## SOURCE TEXT

▽

Source: The Canadian Press

The Canada Revenue Agency has revoked the charitable registration of the Toronto-based Orion Foundation after finding it issued receipts that far exceeded the value of the donations it received.

The agency says the foundation issued $91 million in receipts for medicine it says it received under a federal tax-shelter arrangement between January 2005 and December 2007.

But the agency says group records failed to prove the values recorded on the receipts were accurate, or that the property was actually received, used or distributed in the quantities claimed.

It says some of about $1 million in cash the foundation received for its participation and tax-receipting abilities was used “for the personal benefit of directors” and only $70,000 was devoted to its own charitable purposes.

Canada Revenue says there was “insufficient separation between the organization’s operations and the personal business and financial interests of those responsible for its operation.”

It says contracts between the foundation, its directors and people promoting the tax-shelter programs funnelled “substantially all of the actual cash” into the hands of the promoters and related companies rather than charitable purposes.

“It is our position that the organization has operated for the non-charitable purpose of promoting tax shelter arrangements and for the private benefit of its directors and the tax shelter promoters,” it said.

“The organization has issued receipts for transactions that do not qualify as gifts; issued receipts otherwise than in accordance with the Income Tax Act and its regulations; and has failed to meet its annual disbursement quota.”

A charity that has had its charitable status revoked can no longer issue receipts for income-tax purposes. It’s no longer exempt from income tax, unless it qualifies as a non-profit organization, and it may be subject to a tax equal to the full value of its remaining assets.

The Canada revenue Agency is reviewing all tax shelter-related donation arrangements and it plans to audit every participating charity, promoter and investor.

△

## RECORD SET
▽

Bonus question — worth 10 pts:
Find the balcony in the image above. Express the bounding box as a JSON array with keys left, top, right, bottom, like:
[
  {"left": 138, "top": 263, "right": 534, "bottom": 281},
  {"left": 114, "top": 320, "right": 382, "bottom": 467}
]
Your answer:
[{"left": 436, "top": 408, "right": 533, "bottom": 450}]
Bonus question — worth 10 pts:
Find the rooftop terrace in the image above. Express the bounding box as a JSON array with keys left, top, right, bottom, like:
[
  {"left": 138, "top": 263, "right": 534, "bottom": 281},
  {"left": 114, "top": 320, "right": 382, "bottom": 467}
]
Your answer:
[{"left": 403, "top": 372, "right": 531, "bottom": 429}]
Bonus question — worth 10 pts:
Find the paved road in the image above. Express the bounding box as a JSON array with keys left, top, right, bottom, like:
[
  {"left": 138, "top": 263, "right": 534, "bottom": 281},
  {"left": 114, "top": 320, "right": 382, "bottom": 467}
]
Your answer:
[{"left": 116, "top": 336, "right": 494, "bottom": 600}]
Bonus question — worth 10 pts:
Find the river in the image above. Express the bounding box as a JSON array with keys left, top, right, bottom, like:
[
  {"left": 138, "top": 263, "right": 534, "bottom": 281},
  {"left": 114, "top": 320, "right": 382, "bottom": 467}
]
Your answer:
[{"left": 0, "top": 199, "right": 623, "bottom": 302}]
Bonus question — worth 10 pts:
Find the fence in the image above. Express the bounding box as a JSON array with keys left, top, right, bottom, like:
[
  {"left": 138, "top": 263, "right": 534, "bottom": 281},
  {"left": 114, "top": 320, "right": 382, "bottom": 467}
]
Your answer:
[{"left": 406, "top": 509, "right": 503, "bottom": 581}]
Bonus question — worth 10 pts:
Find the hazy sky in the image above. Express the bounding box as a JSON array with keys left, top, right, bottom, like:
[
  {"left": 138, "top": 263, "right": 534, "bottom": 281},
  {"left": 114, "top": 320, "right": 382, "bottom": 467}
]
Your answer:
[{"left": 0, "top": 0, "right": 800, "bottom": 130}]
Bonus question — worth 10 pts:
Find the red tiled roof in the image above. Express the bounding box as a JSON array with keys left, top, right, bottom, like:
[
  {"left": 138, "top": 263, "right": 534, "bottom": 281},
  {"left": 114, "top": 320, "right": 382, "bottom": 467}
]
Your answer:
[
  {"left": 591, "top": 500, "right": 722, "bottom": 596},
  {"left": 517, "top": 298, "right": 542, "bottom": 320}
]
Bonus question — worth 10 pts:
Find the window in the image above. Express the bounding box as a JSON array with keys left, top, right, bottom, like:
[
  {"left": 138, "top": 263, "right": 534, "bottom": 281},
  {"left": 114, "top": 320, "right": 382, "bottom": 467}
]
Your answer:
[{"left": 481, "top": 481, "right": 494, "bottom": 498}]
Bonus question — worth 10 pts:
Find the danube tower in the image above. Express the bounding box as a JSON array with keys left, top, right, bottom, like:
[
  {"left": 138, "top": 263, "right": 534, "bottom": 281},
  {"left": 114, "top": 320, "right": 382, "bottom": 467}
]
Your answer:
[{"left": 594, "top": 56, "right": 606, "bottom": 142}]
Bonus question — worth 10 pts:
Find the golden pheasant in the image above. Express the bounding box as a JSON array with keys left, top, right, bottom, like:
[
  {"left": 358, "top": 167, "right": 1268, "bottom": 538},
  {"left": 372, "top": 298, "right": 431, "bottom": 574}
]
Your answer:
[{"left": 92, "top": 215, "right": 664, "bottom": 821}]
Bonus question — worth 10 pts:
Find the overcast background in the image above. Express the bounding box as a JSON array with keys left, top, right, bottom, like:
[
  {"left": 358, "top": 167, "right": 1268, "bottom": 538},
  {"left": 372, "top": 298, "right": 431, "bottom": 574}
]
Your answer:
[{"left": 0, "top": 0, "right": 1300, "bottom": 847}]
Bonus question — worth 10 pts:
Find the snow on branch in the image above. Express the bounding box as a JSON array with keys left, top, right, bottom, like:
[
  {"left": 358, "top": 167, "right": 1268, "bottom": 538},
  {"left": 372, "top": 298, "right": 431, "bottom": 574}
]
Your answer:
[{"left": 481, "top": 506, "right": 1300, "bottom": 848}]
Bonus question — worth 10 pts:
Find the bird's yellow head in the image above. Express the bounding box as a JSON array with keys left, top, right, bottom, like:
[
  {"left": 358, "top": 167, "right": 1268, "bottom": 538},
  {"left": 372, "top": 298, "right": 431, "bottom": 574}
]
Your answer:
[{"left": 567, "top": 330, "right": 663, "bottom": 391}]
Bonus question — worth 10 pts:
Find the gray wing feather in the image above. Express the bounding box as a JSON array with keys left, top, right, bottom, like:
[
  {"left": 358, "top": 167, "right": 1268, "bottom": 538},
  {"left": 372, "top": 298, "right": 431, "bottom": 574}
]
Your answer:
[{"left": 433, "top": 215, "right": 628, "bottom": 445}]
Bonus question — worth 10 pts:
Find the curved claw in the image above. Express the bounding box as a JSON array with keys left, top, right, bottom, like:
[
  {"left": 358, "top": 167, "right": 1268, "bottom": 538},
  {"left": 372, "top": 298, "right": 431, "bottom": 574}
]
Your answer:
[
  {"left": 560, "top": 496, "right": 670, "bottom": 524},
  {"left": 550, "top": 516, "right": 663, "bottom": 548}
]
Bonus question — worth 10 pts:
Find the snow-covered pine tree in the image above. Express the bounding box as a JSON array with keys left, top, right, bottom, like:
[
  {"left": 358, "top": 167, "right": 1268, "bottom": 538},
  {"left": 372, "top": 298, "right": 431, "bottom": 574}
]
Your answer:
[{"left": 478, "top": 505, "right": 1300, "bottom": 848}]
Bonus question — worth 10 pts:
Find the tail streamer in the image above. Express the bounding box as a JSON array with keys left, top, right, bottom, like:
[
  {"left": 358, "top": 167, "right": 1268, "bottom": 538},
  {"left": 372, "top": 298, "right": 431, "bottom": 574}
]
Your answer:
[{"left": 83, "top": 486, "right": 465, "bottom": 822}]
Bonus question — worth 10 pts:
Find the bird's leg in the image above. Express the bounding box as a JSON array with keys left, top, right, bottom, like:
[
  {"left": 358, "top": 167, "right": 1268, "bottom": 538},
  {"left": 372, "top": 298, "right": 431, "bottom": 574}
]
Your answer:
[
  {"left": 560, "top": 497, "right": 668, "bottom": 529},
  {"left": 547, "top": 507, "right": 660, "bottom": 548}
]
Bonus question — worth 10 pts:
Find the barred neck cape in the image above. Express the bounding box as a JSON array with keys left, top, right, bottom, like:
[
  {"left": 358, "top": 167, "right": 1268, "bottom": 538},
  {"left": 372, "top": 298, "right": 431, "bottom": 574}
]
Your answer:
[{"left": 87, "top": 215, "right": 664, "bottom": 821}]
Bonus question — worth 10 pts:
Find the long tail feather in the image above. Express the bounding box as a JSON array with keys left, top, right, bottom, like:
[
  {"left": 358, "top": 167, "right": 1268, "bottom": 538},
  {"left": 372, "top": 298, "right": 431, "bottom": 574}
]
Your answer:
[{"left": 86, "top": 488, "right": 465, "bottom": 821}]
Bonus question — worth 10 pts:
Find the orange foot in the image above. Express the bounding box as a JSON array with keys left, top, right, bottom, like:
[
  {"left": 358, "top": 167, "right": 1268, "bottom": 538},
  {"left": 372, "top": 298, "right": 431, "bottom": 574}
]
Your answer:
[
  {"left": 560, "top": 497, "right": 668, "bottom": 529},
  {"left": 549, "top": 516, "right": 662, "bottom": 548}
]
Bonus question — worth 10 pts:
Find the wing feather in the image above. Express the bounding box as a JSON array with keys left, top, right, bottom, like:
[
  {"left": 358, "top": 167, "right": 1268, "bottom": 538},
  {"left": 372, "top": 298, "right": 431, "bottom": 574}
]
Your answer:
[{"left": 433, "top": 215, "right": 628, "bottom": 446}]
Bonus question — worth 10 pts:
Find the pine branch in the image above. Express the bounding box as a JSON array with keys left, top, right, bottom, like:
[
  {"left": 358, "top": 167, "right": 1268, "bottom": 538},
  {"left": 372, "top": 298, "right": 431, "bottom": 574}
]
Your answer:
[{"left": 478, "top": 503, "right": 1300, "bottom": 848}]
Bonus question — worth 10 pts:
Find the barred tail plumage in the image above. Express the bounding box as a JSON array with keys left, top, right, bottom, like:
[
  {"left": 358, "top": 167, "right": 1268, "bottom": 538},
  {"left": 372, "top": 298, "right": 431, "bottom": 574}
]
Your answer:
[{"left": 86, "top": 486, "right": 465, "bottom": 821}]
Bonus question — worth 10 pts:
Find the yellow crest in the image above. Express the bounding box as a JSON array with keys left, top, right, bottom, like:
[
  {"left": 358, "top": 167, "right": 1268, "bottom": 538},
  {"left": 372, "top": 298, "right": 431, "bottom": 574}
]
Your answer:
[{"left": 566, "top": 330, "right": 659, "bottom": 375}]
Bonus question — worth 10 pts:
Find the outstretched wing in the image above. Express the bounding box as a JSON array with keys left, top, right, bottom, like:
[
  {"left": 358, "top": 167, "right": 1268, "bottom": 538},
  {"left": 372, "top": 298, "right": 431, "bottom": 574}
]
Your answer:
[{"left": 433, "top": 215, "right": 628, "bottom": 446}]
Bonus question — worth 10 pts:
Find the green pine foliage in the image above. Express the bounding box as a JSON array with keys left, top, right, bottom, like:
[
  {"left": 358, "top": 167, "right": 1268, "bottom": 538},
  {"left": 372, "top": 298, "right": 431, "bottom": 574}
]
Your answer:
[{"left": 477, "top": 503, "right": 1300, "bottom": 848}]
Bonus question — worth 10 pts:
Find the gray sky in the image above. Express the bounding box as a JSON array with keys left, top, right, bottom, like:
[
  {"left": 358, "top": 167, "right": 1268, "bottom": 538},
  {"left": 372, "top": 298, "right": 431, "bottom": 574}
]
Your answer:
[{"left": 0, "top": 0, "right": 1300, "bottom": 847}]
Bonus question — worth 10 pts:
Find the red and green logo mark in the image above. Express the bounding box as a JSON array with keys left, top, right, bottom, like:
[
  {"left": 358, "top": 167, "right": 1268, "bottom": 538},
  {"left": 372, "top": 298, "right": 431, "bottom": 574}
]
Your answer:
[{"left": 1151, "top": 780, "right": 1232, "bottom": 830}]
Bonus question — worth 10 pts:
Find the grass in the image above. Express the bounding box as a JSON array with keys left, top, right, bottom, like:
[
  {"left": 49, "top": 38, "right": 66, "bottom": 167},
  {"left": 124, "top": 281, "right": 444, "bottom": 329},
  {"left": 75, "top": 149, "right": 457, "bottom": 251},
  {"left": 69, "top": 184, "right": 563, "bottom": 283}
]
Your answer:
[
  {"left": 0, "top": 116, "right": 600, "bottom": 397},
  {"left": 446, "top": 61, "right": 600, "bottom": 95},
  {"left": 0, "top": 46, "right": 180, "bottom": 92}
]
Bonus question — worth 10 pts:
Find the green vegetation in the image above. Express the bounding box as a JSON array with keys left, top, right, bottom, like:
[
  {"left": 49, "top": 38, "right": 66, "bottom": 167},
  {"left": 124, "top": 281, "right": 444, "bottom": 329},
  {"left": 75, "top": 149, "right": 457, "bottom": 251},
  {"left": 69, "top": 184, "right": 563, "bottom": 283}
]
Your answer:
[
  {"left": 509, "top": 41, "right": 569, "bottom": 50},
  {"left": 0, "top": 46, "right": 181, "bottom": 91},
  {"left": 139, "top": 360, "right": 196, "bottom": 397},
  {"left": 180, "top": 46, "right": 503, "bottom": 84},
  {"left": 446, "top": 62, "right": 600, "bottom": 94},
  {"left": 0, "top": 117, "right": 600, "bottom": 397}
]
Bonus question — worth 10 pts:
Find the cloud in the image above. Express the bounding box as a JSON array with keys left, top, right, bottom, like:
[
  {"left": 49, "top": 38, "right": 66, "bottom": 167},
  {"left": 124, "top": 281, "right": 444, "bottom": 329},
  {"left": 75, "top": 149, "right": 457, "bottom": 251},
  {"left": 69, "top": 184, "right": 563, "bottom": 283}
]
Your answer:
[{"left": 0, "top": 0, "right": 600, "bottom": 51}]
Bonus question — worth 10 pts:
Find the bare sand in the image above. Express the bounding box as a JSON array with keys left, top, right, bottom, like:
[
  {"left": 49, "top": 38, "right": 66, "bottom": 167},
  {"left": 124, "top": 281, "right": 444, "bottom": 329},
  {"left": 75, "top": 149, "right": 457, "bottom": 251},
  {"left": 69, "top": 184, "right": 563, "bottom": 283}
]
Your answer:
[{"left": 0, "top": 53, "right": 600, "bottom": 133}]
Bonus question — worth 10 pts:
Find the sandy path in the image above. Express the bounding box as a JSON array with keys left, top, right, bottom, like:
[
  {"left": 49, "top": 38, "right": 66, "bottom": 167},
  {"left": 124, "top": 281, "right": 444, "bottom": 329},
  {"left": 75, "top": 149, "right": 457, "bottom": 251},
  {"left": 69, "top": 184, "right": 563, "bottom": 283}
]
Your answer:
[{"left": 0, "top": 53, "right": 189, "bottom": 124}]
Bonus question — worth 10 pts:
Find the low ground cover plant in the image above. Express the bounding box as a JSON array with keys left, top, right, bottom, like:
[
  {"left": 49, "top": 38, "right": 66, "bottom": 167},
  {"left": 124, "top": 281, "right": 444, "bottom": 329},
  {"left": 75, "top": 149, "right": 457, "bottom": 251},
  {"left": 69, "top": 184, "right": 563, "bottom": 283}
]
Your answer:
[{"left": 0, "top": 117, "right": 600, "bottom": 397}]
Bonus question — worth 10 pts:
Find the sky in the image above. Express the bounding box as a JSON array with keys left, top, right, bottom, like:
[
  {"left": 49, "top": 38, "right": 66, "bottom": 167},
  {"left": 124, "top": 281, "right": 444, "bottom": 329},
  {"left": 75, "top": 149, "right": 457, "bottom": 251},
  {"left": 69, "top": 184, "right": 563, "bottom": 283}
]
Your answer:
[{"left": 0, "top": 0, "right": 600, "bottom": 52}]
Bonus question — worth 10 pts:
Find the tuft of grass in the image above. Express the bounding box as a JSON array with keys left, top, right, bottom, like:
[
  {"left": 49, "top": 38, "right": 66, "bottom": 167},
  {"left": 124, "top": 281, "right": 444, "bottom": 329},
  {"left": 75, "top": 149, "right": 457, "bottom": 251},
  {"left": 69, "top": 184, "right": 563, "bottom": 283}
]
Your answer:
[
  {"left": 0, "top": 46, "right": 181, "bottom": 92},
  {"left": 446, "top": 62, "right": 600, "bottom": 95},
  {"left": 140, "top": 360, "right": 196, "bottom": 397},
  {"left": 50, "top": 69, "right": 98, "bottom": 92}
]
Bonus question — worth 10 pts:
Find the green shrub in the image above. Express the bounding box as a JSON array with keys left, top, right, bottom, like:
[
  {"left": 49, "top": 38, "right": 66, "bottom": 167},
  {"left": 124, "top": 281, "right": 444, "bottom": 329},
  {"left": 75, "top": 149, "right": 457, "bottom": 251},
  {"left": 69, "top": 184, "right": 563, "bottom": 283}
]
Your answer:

△

Reproduce the passage of the Orion Foundation article above word for word, starting at "Canada Revenue says" and ending at "than charitable purposes.".

## REPLY
Canada Revenue says there was “insufficient separation between the organization’s operations and the personal business and financial interests of those responsible for its operation.”

It says contracts between the foundation, its directors and people promoting the tax-shelter programs funnelled “substantially all of the actual cash” into the hands of the promoters and related companies rather than charitable purposes.